- Your task -
Print every line of the listing below, starting with the line that holds "Target: shrub" and going on through the line that holds "Target: sea", both included, and print nothing else.

- Dataset excerpts -
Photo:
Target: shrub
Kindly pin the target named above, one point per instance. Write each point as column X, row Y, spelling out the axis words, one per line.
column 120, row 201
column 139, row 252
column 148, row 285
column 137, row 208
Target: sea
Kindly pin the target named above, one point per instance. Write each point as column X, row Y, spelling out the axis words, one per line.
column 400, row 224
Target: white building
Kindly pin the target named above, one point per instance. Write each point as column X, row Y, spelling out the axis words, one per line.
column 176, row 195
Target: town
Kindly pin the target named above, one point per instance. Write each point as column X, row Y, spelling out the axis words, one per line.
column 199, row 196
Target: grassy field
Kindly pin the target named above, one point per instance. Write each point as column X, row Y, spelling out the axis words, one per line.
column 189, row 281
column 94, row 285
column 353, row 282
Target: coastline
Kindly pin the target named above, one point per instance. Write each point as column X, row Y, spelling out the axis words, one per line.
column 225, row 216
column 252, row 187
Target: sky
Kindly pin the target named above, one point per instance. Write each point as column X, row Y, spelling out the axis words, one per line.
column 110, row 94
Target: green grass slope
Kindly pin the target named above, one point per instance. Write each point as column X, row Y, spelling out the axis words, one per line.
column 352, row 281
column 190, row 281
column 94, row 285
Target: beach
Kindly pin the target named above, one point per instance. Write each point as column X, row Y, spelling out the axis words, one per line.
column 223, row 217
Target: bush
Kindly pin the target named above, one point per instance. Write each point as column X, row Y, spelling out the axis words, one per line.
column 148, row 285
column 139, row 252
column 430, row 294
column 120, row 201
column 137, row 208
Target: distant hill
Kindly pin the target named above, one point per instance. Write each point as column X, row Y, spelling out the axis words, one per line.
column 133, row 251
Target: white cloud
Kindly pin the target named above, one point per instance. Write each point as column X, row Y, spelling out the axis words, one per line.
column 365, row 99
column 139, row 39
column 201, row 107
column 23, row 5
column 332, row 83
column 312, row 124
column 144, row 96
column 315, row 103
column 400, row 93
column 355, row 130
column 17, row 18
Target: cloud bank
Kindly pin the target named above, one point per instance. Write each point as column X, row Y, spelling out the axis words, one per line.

- Reply to the exercise -
Target: shrub
Kindly pin the target named above, one point per instance. Write each point as column X, row Y, spelling out the axis words, one per line.
column 120, row 201
column 139, row 252
column 148, row 285
column 137, row 208
Target: sea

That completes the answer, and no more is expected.